TEXT BLOCK –

--- --- ---

FIG. 1 is a flow diagram illustrating the method for dynamically partitioning a cache memory in a multiprocessor according to an embodiment 100 of the present invention. At step 105, the scheduling pattern of the set of the applications tasks is stored in a look-up table (LUT). The application tasks may be defined as elementary operations (like hardware operations or computer instructions) or can be an ensemble of elementary operations (like software programs). The application tasks follow a periodic pattern of execution. This scheduling pattern is stored in the LUT. At 110, a subset of application tasks is selected from the set of application tasks. The subset of application tasks includes the application tasks which are going to be executed in the upcoming clock cycles.
At step 115, a partition control register is updated with the subset of application tasks selected in step 110. A partition control register may be implemented as a memory
mapped input output (MMIO) register. A task scheduler updates the partition control register with the selected subset of application tasks. At step 120, a dynamic partitioning unit allocates cache partitions dynamically to the subset of application tasks updated in the partition control register.
FIG. 2 illustrates an embodiment of a basic architecture of a data processing system 200. The data processing system 200 includes a processing unit 210, a cache memory 220, cache controller logic 215, a data bus 230, a main memory 225 and a task scheduler 205. The scheduler can be implemented either in software or hardware. If it is a software one, it could be running on the processing unit 210. In the case of a hardware implementation, the scheduler is a separate unit as a task scheduler 205 which is coupled to the processing unit 210. The main memory 225 is coupled to the data bus 230. The cache memory 220 and the cache controller logic 215 are as well coupled to the data bus 230. The processing unit 210 is coupled to the cache memory 220. The task scheduler 205 is coupled to the data bus 230 as well as to the processing unit 210 and the cache controller logic 215.
Such a data processing system 200 may be implemented as a system-on-chip (SoC). The data processing system 200 explained above is particularly applicable to multitasking streaming applications, for example in audio and video applications.
FIG. 3 shows a table of an example of the task scheduling pattern of the application tasks 300. A particular repetition pattern of execution of application tasks is termed as a scheduling pattern. This scenario is common in multimedia/streaming applications where the constituent application tasks follow a repetitive pattern of scheduling (and hence execution). Consider an example periodic execution pattern of tasks Tl, T2, and T3. The top row indicates the task IDs TID and the bottom row indicates the schedule instance SI (1-14). From the figure it can be seen that the scheduling follows a recurring pattern (Tl, T2, Tl, T2, Tl, T2, T3), which can be tracked by the task scheduler at run time. Task scheduler stores this scheduling information dynamically using the LUT. The proposed cache partition policy considers only a subset of the tasks for allocating the partitions. In this case the suitable subset is (Tl, T2) as the task T3 occurs only in the scheduling instance 7 and hence the partition for task T3 can be allocated at a later time (i.e. by schedule instance 7). As the entire cache partition is allocated for Tl and T2 for most of the execution time (schedule instance 1-6), a more efficient cache partitioning is achieved. At schedule instance 7, a subset of cache partition occupied by either Tl or T2 (according to
some cache replacement policy like least recently used (LRU) can be evicted to accommodate the partition for T3.

--- --- ---

SUPPLIED RECORDS –
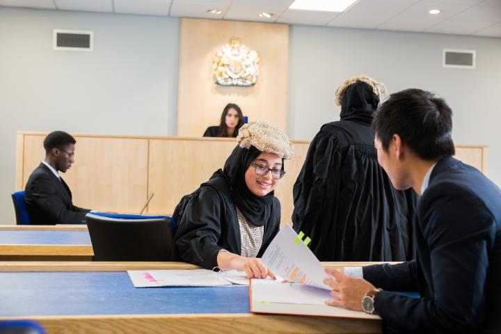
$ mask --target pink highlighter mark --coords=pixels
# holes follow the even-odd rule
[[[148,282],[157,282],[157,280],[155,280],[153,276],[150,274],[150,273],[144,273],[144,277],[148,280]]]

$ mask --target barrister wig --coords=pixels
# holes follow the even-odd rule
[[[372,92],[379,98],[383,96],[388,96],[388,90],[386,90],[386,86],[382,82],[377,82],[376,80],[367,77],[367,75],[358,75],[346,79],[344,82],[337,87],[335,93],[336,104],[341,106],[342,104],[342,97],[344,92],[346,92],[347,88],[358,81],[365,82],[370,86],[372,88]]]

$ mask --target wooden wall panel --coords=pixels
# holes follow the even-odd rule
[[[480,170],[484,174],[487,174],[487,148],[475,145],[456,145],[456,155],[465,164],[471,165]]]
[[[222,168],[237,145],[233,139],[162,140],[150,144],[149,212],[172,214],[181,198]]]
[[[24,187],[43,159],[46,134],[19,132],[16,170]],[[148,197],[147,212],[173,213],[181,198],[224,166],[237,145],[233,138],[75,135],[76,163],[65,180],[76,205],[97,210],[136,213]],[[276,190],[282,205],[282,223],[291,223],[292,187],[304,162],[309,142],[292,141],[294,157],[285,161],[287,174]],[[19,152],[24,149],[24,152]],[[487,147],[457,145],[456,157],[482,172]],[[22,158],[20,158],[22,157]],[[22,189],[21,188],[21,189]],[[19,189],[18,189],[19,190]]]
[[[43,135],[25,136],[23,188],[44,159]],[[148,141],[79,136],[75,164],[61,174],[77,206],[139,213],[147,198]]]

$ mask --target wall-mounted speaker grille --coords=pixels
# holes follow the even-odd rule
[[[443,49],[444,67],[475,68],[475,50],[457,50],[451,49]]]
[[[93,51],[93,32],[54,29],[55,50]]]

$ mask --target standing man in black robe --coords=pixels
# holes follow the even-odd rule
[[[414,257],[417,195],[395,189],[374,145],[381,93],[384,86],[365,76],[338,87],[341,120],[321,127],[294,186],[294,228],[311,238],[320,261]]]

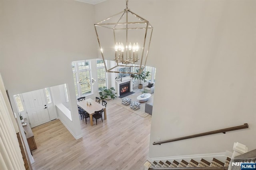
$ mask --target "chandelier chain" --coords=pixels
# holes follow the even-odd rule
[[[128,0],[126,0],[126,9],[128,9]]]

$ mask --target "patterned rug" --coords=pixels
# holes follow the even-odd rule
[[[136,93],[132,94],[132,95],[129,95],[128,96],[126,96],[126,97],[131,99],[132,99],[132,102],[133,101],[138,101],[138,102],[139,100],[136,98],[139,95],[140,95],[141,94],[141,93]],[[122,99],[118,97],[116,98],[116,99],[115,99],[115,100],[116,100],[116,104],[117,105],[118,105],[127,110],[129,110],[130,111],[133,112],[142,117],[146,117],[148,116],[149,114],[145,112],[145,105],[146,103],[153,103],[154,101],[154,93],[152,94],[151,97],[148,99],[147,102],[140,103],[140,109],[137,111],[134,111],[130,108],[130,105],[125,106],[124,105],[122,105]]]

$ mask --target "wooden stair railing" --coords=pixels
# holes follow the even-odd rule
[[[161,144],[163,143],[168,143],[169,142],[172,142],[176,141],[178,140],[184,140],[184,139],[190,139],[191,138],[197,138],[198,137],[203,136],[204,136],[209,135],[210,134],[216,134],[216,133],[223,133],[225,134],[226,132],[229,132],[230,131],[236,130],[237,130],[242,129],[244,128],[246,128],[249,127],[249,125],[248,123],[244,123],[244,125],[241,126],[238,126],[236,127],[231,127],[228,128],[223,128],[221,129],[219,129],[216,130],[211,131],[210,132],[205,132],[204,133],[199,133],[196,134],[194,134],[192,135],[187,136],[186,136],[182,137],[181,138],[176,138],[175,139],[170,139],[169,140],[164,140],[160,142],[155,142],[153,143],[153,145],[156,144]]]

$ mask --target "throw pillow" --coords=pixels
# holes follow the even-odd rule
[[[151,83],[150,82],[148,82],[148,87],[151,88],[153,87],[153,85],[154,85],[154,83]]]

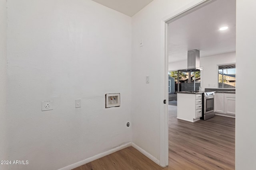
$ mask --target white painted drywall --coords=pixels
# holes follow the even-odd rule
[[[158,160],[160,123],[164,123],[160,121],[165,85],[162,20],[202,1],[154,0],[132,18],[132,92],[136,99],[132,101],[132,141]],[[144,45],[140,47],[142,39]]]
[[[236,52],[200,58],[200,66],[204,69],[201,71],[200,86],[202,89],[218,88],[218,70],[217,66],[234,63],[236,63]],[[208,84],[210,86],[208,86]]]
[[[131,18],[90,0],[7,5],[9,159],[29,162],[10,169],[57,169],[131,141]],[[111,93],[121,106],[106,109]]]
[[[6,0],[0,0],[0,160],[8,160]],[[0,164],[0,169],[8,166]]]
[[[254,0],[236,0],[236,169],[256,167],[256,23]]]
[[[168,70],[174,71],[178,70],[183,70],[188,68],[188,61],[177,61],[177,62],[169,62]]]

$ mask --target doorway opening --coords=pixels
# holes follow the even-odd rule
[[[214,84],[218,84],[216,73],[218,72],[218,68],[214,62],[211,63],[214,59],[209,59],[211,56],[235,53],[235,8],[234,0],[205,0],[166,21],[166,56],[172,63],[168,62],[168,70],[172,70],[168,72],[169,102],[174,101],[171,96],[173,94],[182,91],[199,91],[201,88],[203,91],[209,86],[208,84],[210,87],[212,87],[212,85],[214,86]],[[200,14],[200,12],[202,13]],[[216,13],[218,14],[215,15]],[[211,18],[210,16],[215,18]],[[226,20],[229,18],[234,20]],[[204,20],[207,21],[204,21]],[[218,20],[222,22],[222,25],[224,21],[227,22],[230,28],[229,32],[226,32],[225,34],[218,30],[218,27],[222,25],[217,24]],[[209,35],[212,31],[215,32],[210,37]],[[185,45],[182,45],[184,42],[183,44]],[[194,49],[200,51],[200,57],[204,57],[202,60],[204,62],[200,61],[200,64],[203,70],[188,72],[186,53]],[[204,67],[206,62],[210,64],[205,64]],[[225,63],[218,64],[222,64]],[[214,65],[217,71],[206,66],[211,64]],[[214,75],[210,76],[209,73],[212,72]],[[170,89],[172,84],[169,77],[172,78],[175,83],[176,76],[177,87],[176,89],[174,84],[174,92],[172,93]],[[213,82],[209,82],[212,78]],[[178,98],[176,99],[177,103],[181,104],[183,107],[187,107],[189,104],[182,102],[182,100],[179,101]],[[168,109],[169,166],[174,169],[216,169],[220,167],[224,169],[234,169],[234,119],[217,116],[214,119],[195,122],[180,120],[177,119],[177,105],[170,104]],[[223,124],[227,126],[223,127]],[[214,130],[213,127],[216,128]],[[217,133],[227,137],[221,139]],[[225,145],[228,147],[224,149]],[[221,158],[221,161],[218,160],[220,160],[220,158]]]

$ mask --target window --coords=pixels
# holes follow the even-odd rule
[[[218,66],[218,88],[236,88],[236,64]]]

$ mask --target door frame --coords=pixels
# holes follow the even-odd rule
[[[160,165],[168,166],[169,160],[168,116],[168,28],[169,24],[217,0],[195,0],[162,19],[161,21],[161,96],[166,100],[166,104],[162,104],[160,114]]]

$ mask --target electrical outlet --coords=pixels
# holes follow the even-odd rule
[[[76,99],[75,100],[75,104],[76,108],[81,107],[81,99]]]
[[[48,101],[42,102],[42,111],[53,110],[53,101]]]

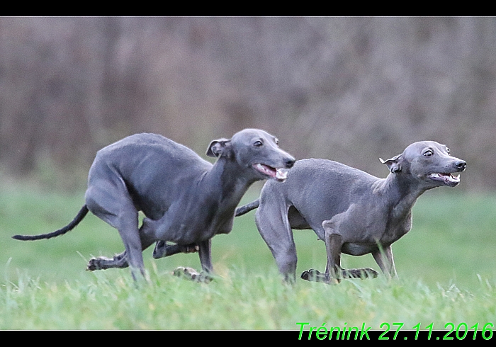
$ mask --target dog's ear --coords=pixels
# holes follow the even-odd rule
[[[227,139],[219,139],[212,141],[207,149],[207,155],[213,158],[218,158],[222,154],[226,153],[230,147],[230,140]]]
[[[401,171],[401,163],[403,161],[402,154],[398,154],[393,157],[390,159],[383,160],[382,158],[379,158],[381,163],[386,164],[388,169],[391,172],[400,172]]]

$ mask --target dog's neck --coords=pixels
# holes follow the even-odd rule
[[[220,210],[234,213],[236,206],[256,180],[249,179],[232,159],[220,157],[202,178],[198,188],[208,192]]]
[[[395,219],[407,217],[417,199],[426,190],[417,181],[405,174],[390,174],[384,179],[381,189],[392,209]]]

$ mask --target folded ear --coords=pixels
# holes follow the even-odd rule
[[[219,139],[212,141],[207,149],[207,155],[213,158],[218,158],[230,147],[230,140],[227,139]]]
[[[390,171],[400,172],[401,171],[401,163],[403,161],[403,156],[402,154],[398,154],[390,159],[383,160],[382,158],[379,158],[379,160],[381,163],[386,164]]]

--- --- ---

JOBS –
[a] In the cache partitioning text, substitute "multithreaded" for "multitasking" and write out the passage from "Such a data" up to and including "and video applications.".
[b] Reproduce the entries from their start up to and including the line with "[[[128,0],[126,0],[126,9],[128,9]]]", moving every pixel coordinate in the polygon outlines by -40 and keeping the mask commands and comment lines unchanged. Leave the picture markers out.

RESULTS –
[a]
Such a data processing system 200 may be implemented as a system-on-chip (SoC). The data processing system 200 explained above is particularly applicable to multithreaded streaming applications, for example in audio and video applications.

[b]
$ mask --target pink highlighter mark --coords=pixels
# holes follow the even-odd rule
[[[108,242],[117,242],[117,240],[115,240],[113,236],[110,234],[110,233],[104,233],[104,237],[108,240]]]

$ mask --target barrister wig --coords=pixels
# holes follow the even-odd rule
[[[332,52],[339,58],[343,56],[348,56],[348,50],[346,50],[346,46],[342,42],[337,42],[336,40],[327,37],[327,35],[318,35],[306,39],[304,42],[297,47],[295,53],[296,64],[301,66],[302,64],[302,57],[304,52],[306,52],[307,48],[318,41],[325,42],[330,46],[332,48]]]

$ mask --target wooden wall panel --coords=pixels
# holes follow the even-odd rule
[[[440,130],[444,134],[447,134],[447,108],[435,105],[416,105],[416,115],[425,124],[431,125]]]
[[[182,128],[197,105],[193,99],[122,100],[110,104],[109,172],[132,174],[141,158]]]
[[[-16,147],[3,119],[6,94],[-21,92],[-24,130]],[[108,157],[107,172],[133,173],[141,158],[184,126],[197,105],[193,98],[35,95],[36,123],[25,140],[36,165],[57,170],[96,173]],[[236,150],[242,165],[242,183],[251,183],[252,147],[264,122],[269,102],[252,101],[254,117],[245,121],[247,134]],[[-21,112],[-16,109],[-16,112]],[[447,107],[417,105],[416,117],[442,132]],[[-18,118],[-20,118],[-18,117]],[[-18,149],[-19,148],[-19,149]],[[-21,149],[-22,149],[-21,150]]]
[[[3,95],[-15,96],[-17,148],[4,119]],[[108,101],[39,96],[35,124],[21,134],[37,166],[99,173],[107,158]]]

$ mask --target wall-mounted speaker grille --coords=pixels
# holes follow the even-odd rule
[[[403,9],[404,27],[435,28],[435,10],[417,10],[411,9]]]
[[[53,11],[53,-8],[14,-11],[15,10]]]

$ mask --target standing man in black robe --coords=pixels
# holes follow the even-odd rule
[[[374,217],[377,155],[355,149],[334,105],[341,53],[344,46],[325,36],[298,47],[301,80],[281,87],[254,146],[254,188],[271,198],[280,221]]]

$ mask --target "chandelier chain" --coords=pixels
# holes follow the even-odd rule
[[[88,-40],[86,-40],[86,-31],[88,-31]]]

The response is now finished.